-- start of Data shown --
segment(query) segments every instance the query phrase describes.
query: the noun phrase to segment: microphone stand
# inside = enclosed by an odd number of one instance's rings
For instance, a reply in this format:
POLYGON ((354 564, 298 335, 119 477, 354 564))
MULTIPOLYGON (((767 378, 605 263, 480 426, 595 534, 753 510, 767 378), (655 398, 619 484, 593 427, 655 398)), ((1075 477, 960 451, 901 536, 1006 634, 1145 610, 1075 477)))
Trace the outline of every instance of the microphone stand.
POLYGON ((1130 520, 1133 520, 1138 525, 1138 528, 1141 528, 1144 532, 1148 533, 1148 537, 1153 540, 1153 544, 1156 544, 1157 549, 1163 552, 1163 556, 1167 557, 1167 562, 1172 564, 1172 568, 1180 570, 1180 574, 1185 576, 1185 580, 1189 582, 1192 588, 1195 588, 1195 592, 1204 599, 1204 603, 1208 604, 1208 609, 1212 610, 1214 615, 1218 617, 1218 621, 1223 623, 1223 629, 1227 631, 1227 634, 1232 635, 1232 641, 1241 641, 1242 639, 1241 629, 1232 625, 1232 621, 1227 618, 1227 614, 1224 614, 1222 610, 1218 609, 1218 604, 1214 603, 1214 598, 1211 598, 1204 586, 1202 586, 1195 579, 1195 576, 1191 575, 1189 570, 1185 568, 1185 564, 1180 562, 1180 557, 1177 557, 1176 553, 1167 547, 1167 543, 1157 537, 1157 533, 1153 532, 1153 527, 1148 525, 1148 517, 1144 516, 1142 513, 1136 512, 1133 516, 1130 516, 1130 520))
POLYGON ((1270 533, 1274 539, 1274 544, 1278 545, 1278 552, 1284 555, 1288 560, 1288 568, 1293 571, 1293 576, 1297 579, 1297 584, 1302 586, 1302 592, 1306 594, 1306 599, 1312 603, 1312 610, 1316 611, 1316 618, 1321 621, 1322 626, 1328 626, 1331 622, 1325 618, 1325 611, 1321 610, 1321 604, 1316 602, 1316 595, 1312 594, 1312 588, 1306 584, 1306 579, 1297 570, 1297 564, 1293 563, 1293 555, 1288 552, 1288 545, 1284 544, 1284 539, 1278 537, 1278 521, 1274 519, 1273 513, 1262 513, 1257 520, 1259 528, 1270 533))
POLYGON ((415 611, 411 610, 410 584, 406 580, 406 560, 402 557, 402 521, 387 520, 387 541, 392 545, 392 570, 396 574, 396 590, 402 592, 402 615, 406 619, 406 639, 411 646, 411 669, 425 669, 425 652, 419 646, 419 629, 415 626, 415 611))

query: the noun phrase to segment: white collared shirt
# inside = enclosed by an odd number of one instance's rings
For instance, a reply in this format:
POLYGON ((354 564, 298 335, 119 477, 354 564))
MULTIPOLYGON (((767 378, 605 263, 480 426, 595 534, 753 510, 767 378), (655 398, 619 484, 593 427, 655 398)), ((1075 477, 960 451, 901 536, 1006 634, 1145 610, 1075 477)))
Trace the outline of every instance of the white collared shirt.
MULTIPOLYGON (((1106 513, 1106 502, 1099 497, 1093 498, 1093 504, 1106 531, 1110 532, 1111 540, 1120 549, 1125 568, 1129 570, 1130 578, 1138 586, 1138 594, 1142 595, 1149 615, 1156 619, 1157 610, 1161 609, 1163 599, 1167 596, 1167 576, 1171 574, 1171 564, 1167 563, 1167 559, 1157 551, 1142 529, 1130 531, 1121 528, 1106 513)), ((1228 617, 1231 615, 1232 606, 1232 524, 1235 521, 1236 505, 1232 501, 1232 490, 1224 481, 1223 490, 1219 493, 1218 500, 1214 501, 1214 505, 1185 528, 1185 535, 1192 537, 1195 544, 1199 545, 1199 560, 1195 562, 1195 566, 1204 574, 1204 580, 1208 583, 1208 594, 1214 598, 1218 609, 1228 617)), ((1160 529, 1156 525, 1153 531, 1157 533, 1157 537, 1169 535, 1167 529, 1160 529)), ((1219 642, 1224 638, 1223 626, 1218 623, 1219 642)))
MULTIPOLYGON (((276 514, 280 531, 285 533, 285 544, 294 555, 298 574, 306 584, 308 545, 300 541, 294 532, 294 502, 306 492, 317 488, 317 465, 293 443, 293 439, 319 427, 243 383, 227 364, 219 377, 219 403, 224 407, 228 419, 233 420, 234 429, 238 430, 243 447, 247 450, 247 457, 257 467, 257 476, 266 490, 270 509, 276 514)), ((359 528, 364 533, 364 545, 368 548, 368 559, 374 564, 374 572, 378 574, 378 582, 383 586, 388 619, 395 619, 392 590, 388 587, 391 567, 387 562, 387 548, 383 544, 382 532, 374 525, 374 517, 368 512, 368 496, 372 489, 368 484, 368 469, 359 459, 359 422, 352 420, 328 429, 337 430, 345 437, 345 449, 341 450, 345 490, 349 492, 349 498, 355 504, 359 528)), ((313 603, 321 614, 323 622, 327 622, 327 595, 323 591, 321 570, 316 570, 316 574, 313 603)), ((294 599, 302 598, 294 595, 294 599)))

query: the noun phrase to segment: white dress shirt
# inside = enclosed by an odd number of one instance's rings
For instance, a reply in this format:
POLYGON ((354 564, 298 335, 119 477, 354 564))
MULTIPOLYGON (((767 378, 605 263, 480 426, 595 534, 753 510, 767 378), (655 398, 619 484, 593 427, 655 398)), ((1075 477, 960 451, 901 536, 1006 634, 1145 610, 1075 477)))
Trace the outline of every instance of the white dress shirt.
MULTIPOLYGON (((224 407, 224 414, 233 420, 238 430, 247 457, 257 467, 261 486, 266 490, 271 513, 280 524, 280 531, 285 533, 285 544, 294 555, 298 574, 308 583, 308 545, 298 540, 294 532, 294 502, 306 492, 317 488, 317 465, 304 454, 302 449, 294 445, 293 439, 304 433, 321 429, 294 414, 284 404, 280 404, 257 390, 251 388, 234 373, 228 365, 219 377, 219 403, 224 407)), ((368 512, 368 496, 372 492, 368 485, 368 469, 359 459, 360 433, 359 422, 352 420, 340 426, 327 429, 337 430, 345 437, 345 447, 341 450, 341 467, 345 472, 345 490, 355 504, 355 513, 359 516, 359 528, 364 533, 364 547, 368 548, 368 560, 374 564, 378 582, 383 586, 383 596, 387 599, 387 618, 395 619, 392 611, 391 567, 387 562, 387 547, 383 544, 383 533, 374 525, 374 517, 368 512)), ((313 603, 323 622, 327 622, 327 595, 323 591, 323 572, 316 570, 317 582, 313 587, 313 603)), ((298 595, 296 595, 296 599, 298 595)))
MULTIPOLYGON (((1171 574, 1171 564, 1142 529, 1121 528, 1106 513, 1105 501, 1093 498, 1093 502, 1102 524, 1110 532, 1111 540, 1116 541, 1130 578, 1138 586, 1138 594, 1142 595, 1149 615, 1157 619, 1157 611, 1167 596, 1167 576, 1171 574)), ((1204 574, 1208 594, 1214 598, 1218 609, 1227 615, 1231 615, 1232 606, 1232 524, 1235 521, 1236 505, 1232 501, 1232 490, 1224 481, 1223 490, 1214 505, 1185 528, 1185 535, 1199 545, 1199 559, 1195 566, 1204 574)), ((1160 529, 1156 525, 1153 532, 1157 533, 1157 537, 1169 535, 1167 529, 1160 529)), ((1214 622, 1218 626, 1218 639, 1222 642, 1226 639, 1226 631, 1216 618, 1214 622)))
-- end of Data shown --
*Set task:* Rewrite the part that opens with the line containing "query: the noun phrase to segment: white dress" and closes with the line containing "MULTIPOLYGON (((224 407, 224", giving only those lines, requests included. Scale every coordinate in the answer outlines by 2.5 and round to whole numbers with halves rounded up, leaving the requests and their format samples unchanged.

*Written answer:*
query: the noun phrase to segment: white dress shirt
# inside = enclosed by an odd number of one instance's rings
For instance, a reply in this format:
POLYGON ((354 564, 298 335, 119 477, 354 564))
MULTIPOLYGON (((767 378, 605 263, 480 426, 595 534, 753 510, 767 378), (655 398, 619 484, 593 427, 655 398)), ((1075 477, 960 451, 901 536, 1006 634, 1145 610, 1075 477)))
Trace the outline of every instance of the white dress shirt.
MULTIPOLYGON (((560 1018, 560 1035, 583 1050, 595 1075, 618 1143, 643 1168, 653 1215, 665 1225, 678 1283, 700 1310, 700 1328, 713 1333, 713 1360, 735 1388, 745 1435, 770 1458, 770 1363, 745 1350, 735 1330, 735 1255, 765 1230, 793 1220, 793 1163, 760 1135, 755 1123, 735 1113, 733 1098, 760 1083, 803 1073, 735 1035, 710 1010, 700 1010, 643 975, 628 970, 585 933, 570 913, 548 943, 548 1008, 560 1018)), ((920 1280, 920 1240, 930 1230, 920 1213, 920 1173, 898 1148, 900 1083, 898 1055, 880 1050, 850 1065, 818 1073, 843 1075, 863 1093, 863 1118, 853 1125, 853 1168, 863 1180, 863 1225, 888 1260, 888 1283, 898 1290, 898 1320, 910 1333, 910 1368, 920 1370, 920 1400, 935 1410, 945 1455, 958 1465, 958 1490, 968 1498, 968 1545, 988 1548, 980 1528, 978 1418, 968 1405, 968 1368, 958 1360, 958 1333, 935 1313, 935 1293, 920 1280)), ((783 1508, 808 1555, 818 1555, 818 1488, 808 1478, 808 1430, 790 1425, 793 1455, 783 1468, 783 1508)), ((745 1488, 740 1488, 740 1498, 745 1488)))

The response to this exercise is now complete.